• [PROBLEM DETAILS]
Transcribe exactly the line that contains "box: [71, 86, 94, 94]" and all lines following it to the end of the material below; omit everything else.

• [RECORDS SUPPLIED]
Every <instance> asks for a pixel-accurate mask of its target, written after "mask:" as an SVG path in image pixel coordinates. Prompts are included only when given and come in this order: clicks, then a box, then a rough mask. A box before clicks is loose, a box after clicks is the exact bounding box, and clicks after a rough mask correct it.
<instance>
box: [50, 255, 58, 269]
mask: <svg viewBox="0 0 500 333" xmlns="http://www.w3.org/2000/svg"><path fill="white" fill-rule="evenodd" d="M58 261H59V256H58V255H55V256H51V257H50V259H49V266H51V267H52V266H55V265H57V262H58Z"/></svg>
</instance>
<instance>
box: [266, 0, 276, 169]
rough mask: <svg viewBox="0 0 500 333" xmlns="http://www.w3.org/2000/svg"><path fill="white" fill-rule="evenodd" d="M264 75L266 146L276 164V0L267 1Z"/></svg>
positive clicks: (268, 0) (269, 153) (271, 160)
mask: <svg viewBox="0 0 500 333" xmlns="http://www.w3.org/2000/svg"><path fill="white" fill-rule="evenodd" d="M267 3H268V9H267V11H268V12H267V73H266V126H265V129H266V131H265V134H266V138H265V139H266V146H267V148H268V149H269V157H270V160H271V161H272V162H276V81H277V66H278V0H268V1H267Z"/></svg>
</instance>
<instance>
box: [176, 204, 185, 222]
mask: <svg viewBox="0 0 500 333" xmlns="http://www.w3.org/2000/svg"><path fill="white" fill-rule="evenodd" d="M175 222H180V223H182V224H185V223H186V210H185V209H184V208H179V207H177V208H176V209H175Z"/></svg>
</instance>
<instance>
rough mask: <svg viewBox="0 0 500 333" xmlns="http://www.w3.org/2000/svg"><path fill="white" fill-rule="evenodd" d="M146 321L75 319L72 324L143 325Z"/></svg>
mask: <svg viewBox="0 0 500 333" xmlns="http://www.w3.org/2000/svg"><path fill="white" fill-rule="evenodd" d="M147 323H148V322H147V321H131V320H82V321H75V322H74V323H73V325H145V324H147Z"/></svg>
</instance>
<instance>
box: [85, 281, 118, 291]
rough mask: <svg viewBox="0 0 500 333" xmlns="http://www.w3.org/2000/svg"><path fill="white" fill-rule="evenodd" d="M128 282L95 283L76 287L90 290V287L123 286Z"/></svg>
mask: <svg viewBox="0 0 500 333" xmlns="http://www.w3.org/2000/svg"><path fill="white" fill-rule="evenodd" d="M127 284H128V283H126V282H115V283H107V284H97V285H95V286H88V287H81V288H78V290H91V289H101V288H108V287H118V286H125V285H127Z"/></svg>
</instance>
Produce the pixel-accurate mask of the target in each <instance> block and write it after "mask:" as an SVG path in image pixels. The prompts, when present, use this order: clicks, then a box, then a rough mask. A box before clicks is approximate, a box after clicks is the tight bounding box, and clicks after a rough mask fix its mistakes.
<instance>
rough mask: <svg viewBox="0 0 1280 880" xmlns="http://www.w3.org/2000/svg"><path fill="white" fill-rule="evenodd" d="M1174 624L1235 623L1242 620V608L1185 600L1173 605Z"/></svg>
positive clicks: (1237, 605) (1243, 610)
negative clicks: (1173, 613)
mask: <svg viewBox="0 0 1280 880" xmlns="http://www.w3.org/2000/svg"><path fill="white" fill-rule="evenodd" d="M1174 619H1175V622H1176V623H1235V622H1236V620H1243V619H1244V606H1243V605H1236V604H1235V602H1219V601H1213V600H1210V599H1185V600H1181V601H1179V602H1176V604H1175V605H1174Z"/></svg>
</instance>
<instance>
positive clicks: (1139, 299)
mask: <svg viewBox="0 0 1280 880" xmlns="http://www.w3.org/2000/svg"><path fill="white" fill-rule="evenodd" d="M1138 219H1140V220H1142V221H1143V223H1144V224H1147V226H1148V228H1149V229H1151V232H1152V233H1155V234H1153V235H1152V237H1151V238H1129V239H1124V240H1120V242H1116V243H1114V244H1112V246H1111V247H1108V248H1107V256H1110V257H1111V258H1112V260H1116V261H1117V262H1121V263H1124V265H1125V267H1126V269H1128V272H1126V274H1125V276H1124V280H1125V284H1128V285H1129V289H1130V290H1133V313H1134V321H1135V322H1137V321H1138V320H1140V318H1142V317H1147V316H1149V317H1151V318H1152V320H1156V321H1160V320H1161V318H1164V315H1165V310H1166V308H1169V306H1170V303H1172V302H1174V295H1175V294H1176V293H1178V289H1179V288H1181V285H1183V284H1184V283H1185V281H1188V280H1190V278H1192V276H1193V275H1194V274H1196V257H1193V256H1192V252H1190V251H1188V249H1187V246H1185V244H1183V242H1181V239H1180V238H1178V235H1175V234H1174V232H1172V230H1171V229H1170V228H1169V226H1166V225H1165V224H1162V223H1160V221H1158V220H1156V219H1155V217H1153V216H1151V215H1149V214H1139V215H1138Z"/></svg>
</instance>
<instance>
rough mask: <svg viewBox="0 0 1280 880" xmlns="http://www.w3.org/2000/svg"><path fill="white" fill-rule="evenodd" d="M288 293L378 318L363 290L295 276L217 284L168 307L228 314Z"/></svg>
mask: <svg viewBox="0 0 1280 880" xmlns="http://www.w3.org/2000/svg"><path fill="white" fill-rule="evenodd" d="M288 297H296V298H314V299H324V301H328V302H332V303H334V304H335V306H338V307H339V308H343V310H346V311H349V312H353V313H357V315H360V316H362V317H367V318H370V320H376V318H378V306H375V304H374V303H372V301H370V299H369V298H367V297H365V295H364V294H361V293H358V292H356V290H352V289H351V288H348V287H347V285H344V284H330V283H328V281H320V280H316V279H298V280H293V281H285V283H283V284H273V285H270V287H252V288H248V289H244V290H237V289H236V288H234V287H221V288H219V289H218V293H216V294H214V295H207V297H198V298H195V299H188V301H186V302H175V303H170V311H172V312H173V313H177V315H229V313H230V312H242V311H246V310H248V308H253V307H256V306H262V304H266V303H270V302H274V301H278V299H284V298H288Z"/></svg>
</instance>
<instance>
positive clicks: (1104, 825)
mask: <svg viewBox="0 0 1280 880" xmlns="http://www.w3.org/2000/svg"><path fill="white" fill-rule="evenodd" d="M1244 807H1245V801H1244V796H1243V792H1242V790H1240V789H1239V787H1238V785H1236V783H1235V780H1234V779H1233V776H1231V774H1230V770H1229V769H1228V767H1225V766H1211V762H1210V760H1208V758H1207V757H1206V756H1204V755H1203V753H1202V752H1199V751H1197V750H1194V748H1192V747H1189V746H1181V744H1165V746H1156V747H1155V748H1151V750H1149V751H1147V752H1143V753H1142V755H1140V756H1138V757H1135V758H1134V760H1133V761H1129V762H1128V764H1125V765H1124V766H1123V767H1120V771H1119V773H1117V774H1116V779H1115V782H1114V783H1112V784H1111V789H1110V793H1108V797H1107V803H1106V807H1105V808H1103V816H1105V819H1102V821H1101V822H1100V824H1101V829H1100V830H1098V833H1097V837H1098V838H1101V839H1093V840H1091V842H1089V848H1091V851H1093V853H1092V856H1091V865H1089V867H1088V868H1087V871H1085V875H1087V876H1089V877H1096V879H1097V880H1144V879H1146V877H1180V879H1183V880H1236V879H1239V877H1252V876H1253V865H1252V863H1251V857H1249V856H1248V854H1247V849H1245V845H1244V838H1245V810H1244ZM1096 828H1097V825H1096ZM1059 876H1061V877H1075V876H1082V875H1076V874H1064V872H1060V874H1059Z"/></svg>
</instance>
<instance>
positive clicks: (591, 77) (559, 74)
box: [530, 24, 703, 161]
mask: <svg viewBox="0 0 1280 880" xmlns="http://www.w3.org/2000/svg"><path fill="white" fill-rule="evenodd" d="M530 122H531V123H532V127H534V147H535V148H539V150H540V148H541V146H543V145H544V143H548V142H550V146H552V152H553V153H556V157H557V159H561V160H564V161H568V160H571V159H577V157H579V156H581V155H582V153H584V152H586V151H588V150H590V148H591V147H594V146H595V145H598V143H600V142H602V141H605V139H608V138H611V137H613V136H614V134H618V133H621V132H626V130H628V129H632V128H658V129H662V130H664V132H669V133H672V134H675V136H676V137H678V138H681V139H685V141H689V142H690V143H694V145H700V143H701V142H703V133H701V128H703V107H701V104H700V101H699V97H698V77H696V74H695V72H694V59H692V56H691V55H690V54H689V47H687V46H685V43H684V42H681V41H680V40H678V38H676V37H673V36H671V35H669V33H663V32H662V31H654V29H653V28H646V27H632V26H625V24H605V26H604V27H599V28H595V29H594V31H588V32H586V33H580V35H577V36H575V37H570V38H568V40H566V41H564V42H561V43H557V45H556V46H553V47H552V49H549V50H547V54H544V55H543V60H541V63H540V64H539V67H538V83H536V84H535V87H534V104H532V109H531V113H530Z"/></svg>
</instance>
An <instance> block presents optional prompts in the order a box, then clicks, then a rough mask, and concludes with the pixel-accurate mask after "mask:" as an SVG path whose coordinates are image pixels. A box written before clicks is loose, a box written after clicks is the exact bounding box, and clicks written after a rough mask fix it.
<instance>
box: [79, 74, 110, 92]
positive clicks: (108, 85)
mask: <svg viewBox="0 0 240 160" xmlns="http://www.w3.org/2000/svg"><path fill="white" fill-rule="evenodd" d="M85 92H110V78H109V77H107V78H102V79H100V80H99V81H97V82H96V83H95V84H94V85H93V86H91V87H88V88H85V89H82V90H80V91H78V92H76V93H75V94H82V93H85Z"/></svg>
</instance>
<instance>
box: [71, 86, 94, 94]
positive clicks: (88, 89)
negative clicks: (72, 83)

• [ANSWER BOX]
box: [71, 86, 94, 94]
positive clicks: (88, 89)
negative clicks: (72, 83)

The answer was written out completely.